> _ASSIGNMENT_: Reproduce, exactly and in full, only the lines below from the one containing "pixel 11 40" through the one containing "pixel 397 149".
= Beginning of Section =
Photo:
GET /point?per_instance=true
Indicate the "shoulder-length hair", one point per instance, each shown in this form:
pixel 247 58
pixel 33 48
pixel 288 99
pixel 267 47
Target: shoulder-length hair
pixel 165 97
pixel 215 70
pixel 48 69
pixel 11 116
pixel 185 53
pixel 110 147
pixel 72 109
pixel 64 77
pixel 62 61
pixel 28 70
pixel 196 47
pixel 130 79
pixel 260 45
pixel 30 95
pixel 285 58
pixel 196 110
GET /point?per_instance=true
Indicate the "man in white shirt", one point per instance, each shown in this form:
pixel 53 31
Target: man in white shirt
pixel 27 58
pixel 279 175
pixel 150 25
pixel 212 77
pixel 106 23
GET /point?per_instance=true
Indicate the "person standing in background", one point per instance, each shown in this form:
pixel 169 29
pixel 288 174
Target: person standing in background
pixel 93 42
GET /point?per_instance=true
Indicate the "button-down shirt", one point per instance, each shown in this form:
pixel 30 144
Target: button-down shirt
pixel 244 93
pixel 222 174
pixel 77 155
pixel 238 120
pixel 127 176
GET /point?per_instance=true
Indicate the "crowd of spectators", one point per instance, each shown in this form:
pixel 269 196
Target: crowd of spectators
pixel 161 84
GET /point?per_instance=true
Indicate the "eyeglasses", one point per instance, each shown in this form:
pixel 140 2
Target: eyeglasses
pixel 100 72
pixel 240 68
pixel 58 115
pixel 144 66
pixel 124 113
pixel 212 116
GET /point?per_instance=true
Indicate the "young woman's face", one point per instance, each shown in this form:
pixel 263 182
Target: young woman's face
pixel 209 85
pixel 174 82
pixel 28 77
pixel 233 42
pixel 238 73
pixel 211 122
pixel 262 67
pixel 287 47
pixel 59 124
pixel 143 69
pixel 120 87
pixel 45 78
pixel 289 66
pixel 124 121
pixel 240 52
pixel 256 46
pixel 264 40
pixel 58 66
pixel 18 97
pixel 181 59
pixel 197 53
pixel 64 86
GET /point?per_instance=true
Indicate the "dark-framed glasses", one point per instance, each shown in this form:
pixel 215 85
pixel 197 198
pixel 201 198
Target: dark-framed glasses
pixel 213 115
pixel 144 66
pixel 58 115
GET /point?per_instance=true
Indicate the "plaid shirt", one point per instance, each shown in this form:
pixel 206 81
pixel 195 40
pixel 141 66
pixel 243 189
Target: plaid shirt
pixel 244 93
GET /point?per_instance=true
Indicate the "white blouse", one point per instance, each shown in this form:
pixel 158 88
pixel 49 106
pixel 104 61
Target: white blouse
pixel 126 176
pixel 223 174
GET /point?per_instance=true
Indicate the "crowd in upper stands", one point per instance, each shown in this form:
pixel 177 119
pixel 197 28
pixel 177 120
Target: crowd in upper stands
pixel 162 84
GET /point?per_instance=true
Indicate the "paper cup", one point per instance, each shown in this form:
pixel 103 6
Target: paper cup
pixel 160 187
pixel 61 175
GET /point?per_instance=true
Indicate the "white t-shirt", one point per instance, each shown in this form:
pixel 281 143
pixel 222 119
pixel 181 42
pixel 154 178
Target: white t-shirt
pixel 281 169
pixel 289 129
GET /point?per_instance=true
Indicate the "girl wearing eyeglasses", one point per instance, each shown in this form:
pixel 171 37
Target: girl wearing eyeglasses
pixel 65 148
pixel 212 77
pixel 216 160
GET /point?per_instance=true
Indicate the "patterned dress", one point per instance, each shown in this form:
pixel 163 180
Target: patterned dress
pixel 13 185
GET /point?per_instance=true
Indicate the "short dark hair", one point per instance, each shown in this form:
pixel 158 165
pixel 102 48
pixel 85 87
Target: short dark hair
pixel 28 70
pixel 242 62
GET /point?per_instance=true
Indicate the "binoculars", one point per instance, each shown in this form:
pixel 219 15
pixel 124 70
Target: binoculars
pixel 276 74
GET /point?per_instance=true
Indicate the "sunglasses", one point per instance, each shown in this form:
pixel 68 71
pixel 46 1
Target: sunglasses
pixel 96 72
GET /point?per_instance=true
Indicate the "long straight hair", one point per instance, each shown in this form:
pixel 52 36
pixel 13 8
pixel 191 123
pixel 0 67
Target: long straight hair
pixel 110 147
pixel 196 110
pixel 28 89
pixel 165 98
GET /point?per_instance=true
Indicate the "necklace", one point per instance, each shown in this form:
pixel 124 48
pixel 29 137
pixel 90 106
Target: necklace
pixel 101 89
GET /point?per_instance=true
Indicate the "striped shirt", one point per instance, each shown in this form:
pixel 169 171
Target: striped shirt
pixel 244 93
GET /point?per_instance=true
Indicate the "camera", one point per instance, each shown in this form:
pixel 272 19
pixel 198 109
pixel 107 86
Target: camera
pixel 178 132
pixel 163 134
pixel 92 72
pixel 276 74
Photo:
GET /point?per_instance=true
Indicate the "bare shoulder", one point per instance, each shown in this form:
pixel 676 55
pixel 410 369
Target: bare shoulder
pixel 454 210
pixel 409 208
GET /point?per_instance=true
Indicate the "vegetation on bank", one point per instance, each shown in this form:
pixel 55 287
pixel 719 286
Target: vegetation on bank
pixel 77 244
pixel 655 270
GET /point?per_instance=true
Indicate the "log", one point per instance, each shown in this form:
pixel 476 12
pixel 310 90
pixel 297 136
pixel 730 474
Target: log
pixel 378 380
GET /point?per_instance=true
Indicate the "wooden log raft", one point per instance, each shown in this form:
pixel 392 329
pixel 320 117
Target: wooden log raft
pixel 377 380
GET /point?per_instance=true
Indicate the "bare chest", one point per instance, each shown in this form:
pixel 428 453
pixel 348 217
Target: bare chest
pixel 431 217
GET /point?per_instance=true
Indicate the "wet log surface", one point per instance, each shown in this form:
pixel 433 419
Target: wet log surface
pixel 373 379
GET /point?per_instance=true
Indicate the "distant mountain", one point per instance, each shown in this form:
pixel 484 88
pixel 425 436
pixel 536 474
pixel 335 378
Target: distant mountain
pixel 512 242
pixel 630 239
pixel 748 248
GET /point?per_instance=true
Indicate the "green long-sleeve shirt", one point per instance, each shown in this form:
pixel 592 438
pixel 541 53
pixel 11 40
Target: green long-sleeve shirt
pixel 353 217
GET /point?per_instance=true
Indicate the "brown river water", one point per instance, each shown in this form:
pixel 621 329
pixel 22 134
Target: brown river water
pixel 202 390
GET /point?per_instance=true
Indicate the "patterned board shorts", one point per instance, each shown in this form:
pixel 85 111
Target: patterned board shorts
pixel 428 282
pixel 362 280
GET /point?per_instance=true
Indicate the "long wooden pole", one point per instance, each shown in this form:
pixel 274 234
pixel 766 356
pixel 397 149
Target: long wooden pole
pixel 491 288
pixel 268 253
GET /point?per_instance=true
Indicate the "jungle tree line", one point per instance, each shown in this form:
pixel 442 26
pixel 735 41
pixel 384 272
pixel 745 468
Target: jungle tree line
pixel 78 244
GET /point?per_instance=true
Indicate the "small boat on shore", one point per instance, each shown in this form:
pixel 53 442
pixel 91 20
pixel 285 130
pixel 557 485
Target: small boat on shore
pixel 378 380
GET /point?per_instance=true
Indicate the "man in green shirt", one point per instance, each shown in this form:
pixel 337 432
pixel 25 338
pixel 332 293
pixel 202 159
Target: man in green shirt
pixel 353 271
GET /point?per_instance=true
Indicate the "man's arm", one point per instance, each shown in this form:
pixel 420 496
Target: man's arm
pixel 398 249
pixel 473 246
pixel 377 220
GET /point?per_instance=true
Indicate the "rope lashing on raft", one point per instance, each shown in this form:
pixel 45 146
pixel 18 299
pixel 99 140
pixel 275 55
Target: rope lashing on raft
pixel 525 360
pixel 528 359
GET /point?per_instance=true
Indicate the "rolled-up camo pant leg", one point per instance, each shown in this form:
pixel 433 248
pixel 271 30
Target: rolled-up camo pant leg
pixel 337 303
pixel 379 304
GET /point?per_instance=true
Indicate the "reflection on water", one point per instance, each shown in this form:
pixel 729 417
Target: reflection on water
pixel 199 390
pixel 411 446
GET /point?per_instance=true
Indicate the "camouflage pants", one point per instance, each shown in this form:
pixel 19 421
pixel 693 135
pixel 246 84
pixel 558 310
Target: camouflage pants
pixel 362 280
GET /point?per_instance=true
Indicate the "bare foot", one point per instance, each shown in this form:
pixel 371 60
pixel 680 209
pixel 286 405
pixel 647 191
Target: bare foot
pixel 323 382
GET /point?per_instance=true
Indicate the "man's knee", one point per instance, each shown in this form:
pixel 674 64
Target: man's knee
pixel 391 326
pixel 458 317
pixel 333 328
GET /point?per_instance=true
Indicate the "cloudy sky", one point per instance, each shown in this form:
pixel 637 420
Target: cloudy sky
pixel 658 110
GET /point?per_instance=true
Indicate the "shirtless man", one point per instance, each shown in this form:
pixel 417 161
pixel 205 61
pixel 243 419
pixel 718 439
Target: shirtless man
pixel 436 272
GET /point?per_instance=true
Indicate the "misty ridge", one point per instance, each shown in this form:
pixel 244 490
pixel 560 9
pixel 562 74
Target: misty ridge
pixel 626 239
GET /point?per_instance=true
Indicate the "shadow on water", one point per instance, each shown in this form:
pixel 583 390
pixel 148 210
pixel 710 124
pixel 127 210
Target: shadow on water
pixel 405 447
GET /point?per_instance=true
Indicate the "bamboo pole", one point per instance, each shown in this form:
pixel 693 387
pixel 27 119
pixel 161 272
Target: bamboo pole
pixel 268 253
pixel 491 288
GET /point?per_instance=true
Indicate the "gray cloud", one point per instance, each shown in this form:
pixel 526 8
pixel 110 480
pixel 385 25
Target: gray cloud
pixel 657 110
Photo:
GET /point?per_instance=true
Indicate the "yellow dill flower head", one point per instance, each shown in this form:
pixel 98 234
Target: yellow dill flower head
= End of Section =
> _ANSWER TO THIS TASK_:
pixel 11 40
Target: green long-sleeve shirt
pixel 353 217
GET /point?per_instance=true
Indicate the "brown river water", one point per instance, each shown in this form:
pixel 621 329
pixel 22 134
Target: brown river water
pixel 202 390
GET /point?per_instance=true
Indicate the "patterned board shorts", one point per instance, each shown in this form:
pixel 85 111
Target: patterned board shorts
pixel 428 282
pixel 362 280
GET /point?per_instance=true
Indicate the "long wooden pole", one point per instance, each shown in this form:
pixel 274 234
pixel 766 356
pixel 397 149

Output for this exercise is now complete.